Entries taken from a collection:

==================================================

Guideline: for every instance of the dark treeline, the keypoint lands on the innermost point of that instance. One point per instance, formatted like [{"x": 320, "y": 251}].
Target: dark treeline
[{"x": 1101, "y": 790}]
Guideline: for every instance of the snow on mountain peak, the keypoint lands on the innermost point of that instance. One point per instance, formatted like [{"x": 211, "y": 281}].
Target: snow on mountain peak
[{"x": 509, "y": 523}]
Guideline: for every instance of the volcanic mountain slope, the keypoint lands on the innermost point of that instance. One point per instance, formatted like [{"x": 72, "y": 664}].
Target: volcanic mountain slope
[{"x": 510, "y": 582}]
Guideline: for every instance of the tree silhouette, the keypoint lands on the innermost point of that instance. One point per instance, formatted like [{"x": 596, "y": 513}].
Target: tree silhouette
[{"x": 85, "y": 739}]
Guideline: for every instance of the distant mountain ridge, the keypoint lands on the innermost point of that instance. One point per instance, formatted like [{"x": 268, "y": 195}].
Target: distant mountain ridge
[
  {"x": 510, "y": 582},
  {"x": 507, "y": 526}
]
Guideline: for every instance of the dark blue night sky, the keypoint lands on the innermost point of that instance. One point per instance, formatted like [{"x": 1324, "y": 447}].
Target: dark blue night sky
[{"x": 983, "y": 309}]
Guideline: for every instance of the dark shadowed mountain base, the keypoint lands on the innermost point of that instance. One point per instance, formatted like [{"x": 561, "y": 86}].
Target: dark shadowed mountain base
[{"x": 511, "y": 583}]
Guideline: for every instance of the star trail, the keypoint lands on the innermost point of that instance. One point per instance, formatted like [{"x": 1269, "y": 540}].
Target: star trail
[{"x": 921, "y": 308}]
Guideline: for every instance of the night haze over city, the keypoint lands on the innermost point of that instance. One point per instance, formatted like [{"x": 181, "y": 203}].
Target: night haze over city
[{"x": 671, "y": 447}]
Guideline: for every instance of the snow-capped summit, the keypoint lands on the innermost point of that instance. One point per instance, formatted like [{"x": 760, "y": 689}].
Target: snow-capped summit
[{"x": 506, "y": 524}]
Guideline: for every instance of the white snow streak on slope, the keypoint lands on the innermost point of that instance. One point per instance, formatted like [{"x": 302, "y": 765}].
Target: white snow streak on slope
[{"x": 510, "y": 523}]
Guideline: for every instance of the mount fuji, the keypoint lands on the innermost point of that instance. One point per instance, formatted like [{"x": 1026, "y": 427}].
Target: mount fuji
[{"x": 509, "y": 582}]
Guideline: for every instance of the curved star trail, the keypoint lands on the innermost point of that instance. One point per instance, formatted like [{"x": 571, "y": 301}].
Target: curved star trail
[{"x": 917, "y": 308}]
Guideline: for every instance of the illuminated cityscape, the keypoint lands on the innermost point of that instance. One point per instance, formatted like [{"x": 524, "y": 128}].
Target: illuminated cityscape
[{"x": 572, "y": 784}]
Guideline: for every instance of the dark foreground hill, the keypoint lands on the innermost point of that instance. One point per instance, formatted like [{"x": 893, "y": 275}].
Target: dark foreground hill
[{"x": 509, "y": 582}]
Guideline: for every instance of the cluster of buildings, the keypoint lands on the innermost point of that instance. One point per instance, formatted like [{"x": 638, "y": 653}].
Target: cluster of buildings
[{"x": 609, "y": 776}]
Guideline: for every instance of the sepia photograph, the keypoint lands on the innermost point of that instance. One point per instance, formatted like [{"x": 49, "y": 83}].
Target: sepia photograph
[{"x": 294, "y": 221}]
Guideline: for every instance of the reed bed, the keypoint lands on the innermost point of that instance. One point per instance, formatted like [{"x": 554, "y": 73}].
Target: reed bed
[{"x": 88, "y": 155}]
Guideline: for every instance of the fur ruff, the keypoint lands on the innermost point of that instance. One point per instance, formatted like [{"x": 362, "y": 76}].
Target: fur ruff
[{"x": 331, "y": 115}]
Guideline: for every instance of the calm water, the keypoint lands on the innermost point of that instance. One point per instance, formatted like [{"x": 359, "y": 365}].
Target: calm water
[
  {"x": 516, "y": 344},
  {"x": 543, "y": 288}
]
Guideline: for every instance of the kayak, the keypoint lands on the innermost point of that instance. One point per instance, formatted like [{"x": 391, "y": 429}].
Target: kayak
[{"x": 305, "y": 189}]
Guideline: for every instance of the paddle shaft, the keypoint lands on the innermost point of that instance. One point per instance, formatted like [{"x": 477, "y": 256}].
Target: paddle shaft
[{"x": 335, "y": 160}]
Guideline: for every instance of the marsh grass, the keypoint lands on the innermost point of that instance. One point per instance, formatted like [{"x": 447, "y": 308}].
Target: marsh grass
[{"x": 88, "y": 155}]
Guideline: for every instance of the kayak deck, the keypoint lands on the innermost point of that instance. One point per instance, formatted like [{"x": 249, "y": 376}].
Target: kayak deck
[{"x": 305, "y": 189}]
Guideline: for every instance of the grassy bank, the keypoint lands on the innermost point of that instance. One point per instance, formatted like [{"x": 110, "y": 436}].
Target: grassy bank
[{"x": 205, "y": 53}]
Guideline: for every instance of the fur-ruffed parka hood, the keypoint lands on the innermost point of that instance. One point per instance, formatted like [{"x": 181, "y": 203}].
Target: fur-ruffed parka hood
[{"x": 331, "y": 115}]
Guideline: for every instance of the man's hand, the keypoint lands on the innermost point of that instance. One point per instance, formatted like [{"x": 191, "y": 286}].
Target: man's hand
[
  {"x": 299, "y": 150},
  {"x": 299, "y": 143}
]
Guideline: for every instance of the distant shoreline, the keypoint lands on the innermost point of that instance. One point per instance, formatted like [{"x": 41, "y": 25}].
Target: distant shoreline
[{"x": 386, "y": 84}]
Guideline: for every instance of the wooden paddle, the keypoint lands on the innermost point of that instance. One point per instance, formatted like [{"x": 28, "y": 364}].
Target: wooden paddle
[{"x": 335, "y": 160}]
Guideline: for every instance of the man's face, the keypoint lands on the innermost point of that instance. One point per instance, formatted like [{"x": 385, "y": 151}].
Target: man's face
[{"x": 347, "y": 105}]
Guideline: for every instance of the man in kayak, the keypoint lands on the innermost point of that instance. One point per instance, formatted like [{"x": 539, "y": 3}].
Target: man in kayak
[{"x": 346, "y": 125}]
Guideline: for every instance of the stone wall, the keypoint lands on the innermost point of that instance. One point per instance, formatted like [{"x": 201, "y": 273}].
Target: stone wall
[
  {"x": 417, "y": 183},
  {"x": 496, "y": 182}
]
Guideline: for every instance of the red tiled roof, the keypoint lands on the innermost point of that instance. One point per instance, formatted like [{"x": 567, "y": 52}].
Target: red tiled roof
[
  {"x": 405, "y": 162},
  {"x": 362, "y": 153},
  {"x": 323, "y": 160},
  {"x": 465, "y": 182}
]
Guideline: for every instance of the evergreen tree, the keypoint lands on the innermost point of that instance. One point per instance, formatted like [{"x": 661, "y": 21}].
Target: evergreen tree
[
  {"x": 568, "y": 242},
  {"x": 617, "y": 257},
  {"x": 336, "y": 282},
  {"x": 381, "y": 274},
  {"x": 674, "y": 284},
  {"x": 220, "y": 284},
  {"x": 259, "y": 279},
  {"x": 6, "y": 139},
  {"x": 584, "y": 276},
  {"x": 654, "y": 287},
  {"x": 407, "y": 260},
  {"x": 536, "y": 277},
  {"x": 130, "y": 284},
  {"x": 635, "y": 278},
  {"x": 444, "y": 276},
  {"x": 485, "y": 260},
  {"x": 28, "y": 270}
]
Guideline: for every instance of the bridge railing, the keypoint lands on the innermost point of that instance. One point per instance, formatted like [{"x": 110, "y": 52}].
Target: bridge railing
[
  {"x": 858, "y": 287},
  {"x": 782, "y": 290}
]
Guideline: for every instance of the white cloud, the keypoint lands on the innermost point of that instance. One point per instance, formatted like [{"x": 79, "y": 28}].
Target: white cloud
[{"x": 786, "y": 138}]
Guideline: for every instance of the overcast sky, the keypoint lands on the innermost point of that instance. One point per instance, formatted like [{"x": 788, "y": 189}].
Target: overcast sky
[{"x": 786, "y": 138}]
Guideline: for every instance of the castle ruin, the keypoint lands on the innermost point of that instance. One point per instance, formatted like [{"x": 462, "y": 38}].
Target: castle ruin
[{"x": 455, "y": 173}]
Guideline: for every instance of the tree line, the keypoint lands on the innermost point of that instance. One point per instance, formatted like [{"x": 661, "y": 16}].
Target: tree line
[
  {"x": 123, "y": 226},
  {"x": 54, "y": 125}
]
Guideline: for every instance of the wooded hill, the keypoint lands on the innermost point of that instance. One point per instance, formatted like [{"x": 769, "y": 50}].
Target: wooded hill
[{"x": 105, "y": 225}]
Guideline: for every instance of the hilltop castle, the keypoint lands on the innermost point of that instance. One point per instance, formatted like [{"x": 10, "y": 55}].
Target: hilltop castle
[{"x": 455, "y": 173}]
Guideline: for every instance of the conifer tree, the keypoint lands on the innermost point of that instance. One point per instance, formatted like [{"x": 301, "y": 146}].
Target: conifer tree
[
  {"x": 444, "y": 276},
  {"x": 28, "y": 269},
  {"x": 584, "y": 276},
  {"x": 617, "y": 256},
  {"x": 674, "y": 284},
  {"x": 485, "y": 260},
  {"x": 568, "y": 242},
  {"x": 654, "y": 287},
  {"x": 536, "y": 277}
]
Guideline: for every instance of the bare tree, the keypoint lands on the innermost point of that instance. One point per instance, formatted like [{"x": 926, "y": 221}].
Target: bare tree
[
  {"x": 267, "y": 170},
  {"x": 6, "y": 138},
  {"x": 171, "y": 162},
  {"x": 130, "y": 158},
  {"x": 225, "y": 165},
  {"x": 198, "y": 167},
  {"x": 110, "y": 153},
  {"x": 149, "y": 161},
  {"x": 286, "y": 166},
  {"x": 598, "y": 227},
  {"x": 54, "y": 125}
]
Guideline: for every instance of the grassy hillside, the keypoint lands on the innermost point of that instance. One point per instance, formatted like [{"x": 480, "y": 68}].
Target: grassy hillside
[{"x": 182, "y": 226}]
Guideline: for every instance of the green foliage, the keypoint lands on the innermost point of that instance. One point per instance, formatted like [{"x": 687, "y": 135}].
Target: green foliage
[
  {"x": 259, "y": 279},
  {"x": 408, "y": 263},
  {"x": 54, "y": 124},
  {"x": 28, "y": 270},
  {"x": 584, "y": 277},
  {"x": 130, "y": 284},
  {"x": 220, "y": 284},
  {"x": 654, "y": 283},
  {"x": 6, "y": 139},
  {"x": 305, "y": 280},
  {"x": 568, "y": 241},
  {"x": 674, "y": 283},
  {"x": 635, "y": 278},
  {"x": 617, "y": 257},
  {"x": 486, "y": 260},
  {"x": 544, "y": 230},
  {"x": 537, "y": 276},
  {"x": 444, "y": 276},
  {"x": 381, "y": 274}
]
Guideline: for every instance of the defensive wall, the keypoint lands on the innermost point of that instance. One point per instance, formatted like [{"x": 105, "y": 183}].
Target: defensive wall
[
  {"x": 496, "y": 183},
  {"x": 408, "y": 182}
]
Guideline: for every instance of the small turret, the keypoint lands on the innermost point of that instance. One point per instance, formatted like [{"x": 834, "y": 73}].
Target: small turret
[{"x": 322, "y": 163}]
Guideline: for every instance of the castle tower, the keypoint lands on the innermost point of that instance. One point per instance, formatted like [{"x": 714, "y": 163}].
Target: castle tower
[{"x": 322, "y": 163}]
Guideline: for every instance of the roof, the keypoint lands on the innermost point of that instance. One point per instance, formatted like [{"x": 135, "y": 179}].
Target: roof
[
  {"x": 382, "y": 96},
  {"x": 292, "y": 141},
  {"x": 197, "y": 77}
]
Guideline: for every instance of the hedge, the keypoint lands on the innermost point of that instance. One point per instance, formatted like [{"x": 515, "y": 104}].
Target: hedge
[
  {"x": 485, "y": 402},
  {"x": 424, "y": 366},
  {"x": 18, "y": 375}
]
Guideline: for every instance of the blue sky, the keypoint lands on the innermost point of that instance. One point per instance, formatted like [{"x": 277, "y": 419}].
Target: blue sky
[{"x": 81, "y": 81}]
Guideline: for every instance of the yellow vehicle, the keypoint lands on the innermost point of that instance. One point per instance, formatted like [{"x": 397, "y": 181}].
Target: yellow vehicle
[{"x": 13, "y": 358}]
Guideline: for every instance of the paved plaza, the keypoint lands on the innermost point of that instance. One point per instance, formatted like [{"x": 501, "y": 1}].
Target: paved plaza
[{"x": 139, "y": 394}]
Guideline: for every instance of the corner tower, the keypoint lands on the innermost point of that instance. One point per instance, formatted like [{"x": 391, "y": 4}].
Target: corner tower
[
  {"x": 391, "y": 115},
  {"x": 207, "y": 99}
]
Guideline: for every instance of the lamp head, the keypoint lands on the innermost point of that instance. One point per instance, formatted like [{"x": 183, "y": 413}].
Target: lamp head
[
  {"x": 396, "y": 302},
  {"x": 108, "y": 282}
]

==================================================

What needs to be done
Reproduce, word for word, only the lines from the one that contains "Guideline: for every instance of the corner" through the final line.

Problem solution
Guideline: for every instance of the corner tower, the keypoint lands on the innermost point of that instance. One point per instance, formatted like [{"x": 391, "y": 4}].
Target: corner tower
[
  {"x": 391, "y": 115},
  {"x": 207, "y": 99}
]
Guideline: for every instance of the lamp head, the keypoint lands on the innermost point of that instance. One point per instance, formatted like [{"x": 183, "y": 413}].
Target: lamp head
[
  {"x": 396, "y": 302},
  {"x": 108, "y": 282}
]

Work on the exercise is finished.